• **EXCERPTED PASSAGE**:
#####

Although the above magnetically-driven adhesive achieved rapid modulation of the adhesion force, the authors did not report on the durability of their adhesive. Wang et al. obtained novel nanocomposites by using nano-reinforcements of iron oxides modified with polyurethane acrylates, thus fabricating tilted functional-gradient pillars (s-FGPs) (as shown in Figure 13d). The shear adhesion of the s-FGPs was 9 N/cm2, and there was no adhesion degradation even after more than 2000 cycles of adhesion/desorption [97]. The stability of magnetorheological elastomers (MREs) can effectively mitigate the flow and deposition tendency of magnetorheological materials [98], and the controllable adhesive prepared from them showed a 2-fold increase in adhesion force. Furthermore, they could switch between strong and weak adhesion states within 1 s [99].

3.2.3. Adhesives with Controllable Back Layers

Studies have shown that adjusting the stiffness of an adhesive surface’s backing layer can affect the adhesive surface’s controllable adhesion properties. A lower stiffness of the backing layer adapts better to the wall surface and has a larger contact area at the time of contact. Moreover, the shift to higher stiffness of the backing layer can lead to a more uniform load distribution and avoid localized detachment, resulting in higher adhesion strength [100,101]. Krahn et al. embedded CrystalbondTM phase change material into the backing layer of a mushroom-shaped adhesive surface (as shown in Figure 14a). The adhesion surface can thus be controlled by controlling the softness of the phase change material to control the adhesion force. During the adhesion process, the softening of the phase change material increases the contact area with the wall. Subsequent change of the phase change material from soft to hard can lead to a more uniform load distribution on individual mushroom-like fibers, thus avoiding stress concentration and improving the de-adhesion force [102]. Li et al. prepared a three-layered composite adhesion surface (as shown in Figure 14b) that used a mushroom-like adhesion layer as the top layer, a stiffness-variable layer made of thermoplastic polyurethane as the middle layer, and an electro-thermal film as the bottom layer. The electric heating film was heated by controlling its voltage. When the temperature exceeded the softening point of the thermoplastic polyurethane, the overall structural stiffness of the adhesive surface became smaller, the contact area with the non-flat wall increased, and the adhesion force could be increased by three orders of magnitude [103].

#####

• **PROVIDED DATA**:

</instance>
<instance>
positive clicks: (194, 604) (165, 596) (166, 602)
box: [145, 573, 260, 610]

#####

• **YOUR TASK**: Can you update the passage on controllable adhesives by giving it again between "Although the above" and "within 1 s [99].", inclusive, with "durability" changed to "long-term stability"?

• **ANSWER BOX**:
Although the above magnetically-driven adhesive achieved rapid modulation of the adhesion force, the authors did not report on the long-term stability of their adhesive. Wang et al. obtained novel nanocomposites by using nano-reinforcements of iron oxides modified with polyurethane acrylates, thus fabricating tilted functional-gradient pillars (s-FGPs) (as shown in Figure 13d). The shear adhesion of the s-FGPs was 9 N/cm2, and there was no adhesion degradation even after more than 2000 cycles of adhesion/desorption [97]. The stability of magnetorheological elastomers (MREs) can effectively mitigate the flow and deposition tendency of magnetorheological materials [98], and the controllable adhesive prepared from them showed a 2-fold increase in adhesion force. Furthermore, they could switch between strong and weak adhesion states within 1 s [99].